** Start of Text block **
A few days ago I had a bit of a rant on Twitter after a couple of occasions over the last week where train operating companies have made comments about alterations and cancellations being wrong on Realtime Trains. Incorrect information is a source of constant aggravation for me but I have long taken a particular stance on the matter. I don’t particularly like this situation but I think this is the right position for now.
Before we begin, the railway opening up data in 2012 provided me an opportunity to do something different to my then peers at university. Realtime Trains is effectively my full time job and I rely on this to live. In the nearly eight years since, RTT has operated on the periphery of the railway with barely any engagement from operators: it’s only in the last few months where I’ve started to have relatively active discussions with a few. Revenue has recently dropped through the floor despite traffic continuing to increase and so more consultancy and project opportunities are always helpful to bring in extra money.
With the backdrop of decreasing revenues, I remain fairly steady in the stance that I’ve taken over the years and I’m using this post to explain why for the first time in a public place. I’ve made comments about it in open data user groups (online and in person) and railway forums over the years but it seemed wise to actually explain why to both you, the users of Realtime Trains, and train operators, whose employees also use it in their droves, why we are in the current position.
There are two primary sources of information in the industry and they have a different user group targeting. Network Rail Open Data provide information from operational systems such as TRUST and the Train Describer. The National Rail Data Portal provides information from Darwin and disruption messaging from National Rail Enquiries.
At present, Realtime Trains uses data only from the Network Rail Open Data platform. The operational systems which underpin this platform have various issues but in summary during disruption, particularly when trains are altered rather than completely cancelled, the data can be wrong. The “solution” to this problem is using information from Darwin.
Darwin is used as a centralised source of data for multiple systems including customer information on stations, on board passenger information and many mobile phone apps. It takes data from a multitude of sources including TRUST and Train Describer but allows alterations including adjusting calling patterns, diversions, partial cancellations from systems such as Tyrell or through direct input. This isn’t a complete list but gives you an idea of what it does.
Using alteration data from Darwin is a fantastic idea on paper as it means we are all agreed as to what is supposed to be happening. I would love to use this data and integrate it into Realtime Trains… I wrote the code to do it about three years ago. There is, however, a critical problem: using any data from Darwin means that you must use their prediction forecasts and their time-bound data. I was informed last year, by someone at NRE/RDG, that they allow some people to ignore that; up to now I have been unable to get the same permissions.
I don’t really trust Darwin and it’s one of the reasons that RTT exists. For many years I commuted for my education and found numerous instances where it was wrong back then. More recently, I’ve started travelling weekly to London for some work I’m personally doing to diversify my interests away from rail: there are still instances I find where the forecasts are wrong, and some instances where they disagree between screens and apps!
** End of Text block **
** Start of Data excerpt **
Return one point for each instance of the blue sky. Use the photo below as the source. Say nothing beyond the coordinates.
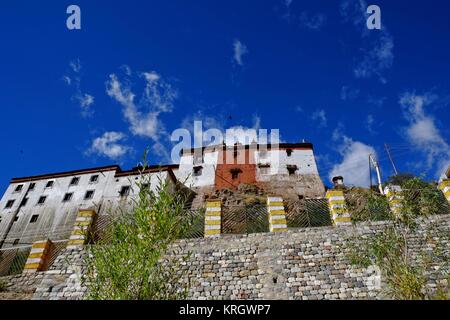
** End of Data excerpt **
### Required actions
• A. Answer these questions from the Realtime Trains post, one line each, marked (i), (ii), (iii):
(i) In what year did the railway open up its data?
(ii) Which platform does Realtime Trains currently take all of its data from?
(iii) About how long ago did the author write the code to integrate Darwin alteration data?
• B. Translate this sentence from the Realtime Trains post into Spanish: "At present, Realtime Trains uses data only from the Network Rail Open Data platform."
• C. Resume the Realtime Trains post after its final sentence and continue it in the same voice.

### Outputs by task
• A.
(i) 2012
(ii) The Network Rail Open Data platform
(iii) About three years ago

• B. Actualmente, Realtime Trains utiliza únicamente datos de la plataforma Network Rail Open Data.

• C.
I do not understand why, as a condition of consuming and providing alteration information, I am required to show data that I know to be wrong in some circumstances. A few years ago, it was suggested to me that I should operate RTT using just Darwin data and provide evidence of when it is wrong; I’d be doing this automatically and generating an email probably every hour or so.
Official information in disruption isn’t necessarily the truth either. A few weeks ago, I was travelling back in the evening peak from London Waterloo in the aftermath of the Eastleigh derailment…
- At 1700, there were no trains running home until the 1935 departure.
- At 1800 when I reached the station, that hadn’t changed.
- Boarded the 1820 to Salisbury with the intention of either getting a bus from there or circulating via Southampton
- Just after the 1820 departed, the 1848 departure was reinstated. Quickly followed by the 1835… and the 1905.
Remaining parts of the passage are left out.